JOB 1: In the entries below, echo the stretch from the line containing "Task: tag every instance of the metal" through the line containing "pixel 162 777", reproducing each line without change.

EXCERPT TO READ:
--------
But now the California pension fund has announced plans to cut the cord from hedge funds entirely, pulling out $4 billion from 30 hedge funds. From Reuters:

Calpers, the largest U.S. pension system, said on Monday it has scrapped its hedge fund program and will pull about $4 billion in its investments from 30 such funds.

The $300 billion California Public Employees’ Retirement System said it would exit the program, known internally at Calpers as the Absolute Return Strategies (ARS) program, to reduce “complexity and costs.”

“Hedge funds are certainly a viable strategy for some, but at the end of the day, when judged against their complexity, cost, and the lack of ability to scale … the ARS program doesn’t merit a continued role,” Ted Eliopoulos, Calpers interim chief investment officer, said in a statement.

Calpers said it will spend the next year exiting 24 hedge funds and six hedge fund-of-funds, “in a manner that best serves the interests of the portfolio”.
--------
(Pointing data excerpts)
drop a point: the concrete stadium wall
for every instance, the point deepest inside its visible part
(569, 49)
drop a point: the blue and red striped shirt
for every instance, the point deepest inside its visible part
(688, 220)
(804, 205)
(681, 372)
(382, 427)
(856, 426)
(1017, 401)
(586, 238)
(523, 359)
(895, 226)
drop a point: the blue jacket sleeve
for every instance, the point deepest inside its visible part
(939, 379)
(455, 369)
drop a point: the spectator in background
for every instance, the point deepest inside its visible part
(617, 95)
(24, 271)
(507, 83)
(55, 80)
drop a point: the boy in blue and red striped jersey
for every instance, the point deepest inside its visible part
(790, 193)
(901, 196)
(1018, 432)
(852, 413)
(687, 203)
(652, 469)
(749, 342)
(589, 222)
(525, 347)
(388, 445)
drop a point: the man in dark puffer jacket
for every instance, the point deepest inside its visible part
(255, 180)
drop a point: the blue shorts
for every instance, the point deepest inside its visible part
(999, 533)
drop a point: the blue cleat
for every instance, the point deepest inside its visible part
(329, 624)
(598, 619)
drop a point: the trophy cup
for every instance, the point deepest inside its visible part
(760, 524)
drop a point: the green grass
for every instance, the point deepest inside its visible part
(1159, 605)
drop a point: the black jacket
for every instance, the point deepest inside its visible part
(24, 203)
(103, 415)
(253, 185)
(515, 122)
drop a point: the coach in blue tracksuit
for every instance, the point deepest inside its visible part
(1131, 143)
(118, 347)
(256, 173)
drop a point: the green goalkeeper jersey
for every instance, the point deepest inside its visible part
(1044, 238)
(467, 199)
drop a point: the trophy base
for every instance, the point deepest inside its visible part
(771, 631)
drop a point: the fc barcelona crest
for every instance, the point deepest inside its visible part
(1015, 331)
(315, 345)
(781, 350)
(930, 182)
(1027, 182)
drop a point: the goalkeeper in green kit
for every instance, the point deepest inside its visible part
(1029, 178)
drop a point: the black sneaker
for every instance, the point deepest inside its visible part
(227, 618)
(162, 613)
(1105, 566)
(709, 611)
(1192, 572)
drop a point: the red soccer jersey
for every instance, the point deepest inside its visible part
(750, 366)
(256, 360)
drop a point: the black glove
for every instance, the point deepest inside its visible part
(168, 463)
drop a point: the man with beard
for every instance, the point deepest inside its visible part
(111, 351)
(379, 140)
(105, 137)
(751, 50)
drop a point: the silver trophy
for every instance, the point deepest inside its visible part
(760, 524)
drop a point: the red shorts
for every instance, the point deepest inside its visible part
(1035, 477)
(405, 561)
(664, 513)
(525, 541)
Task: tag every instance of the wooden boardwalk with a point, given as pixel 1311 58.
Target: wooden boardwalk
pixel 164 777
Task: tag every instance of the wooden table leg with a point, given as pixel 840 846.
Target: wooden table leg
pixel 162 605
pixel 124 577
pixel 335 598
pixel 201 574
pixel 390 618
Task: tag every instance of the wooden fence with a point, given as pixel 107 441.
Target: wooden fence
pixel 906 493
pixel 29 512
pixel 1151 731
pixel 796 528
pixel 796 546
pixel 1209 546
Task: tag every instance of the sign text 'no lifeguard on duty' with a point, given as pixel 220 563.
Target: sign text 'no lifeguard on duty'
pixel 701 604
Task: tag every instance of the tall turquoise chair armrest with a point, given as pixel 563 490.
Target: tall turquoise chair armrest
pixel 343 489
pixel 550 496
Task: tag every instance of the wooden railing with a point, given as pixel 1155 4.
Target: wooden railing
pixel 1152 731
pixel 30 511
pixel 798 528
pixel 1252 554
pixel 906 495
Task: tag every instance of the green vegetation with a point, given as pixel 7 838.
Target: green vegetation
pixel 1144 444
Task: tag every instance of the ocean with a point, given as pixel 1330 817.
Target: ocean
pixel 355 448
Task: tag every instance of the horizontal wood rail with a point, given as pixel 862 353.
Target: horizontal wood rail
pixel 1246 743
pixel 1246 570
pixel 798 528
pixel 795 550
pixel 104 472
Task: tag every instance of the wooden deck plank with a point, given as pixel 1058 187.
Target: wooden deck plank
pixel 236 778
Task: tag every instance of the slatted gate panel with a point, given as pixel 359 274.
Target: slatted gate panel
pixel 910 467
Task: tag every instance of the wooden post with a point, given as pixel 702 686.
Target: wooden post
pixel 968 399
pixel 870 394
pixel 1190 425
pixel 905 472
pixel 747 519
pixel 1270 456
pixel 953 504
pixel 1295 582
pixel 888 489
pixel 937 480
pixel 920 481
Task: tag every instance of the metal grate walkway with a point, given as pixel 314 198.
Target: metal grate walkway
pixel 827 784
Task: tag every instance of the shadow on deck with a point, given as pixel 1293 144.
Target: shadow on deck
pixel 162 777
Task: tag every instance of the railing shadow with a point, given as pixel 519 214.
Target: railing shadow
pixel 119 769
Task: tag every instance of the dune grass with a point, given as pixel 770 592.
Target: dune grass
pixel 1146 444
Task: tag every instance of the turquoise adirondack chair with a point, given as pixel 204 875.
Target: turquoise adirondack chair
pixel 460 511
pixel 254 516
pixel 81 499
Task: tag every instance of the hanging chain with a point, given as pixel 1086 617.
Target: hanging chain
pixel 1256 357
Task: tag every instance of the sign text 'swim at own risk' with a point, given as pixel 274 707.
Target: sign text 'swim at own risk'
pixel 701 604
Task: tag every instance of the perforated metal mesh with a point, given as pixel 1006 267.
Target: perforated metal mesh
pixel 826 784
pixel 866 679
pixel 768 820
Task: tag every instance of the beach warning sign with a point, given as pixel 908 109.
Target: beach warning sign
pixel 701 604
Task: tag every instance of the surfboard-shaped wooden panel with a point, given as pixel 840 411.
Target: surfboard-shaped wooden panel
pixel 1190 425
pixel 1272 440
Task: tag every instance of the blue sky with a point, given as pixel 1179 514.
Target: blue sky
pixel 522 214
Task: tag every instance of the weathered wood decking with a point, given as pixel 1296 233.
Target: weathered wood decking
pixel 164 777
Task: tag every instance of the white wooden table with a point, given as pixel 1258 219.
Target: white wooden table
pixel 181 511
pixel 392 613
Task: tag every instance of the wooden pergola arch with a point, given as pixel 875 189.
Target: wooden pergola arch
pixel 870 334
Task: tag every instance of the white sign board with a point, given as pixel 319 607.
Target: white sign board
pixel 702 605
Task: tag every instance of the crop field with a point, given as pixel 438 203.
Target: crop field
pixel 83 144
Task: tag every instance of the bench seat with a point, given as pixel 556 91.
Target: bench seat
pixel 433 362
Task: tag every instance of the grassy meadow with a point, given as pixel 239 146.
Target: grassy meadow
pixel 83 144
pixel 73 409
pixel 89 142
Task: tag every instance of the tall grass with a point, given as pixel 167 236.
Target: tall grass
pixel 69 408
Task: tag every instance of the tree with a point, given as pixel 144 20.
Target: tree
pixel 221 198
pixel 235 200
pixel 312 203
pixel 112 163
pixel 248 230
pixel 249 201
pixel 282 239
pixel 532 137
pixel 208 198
--------
JOB 2: Duplicate word for word the stretch of the Calpers hedge fund article above from "But now the" through "in a statement.".

OUTPUT 1:
Task: tag every instance of the metal grate walkway with a point, given as pixel 314 198.
Target: metal grate walkway
pixel 827 784
Task: tag every instance of the shadow on deck with a point, given as pixel 1293 144.
Target: shadow on deck
pixel 162 777

OUTPUT 2:
But now the California pension fund has announced plans to cut the cord from hedge funds entirely, pulling out $4 billion from 30 hedge funds. From Reuters:

Calpers, the largest U.S. pension system, said on Monday it has scrapped its hedge fund program and will pull about $4 billion in its investments from 30 such funds.

The $300 billion California Public Employees’ Retirement System said it would exit the program, known internally at Calpers as the Absolute Return Strategies (ARS) program, to reduce “complexity and costs.”

“Hedge funds are certainly a viable strategy for some, but at the end of the day, when judged against their complexity, cost, and the lack of ability to scale … the ARS program doesn’t merit a continued role,” Ted Eliopoulos, Calpers interim chief investment officer, said in a statement.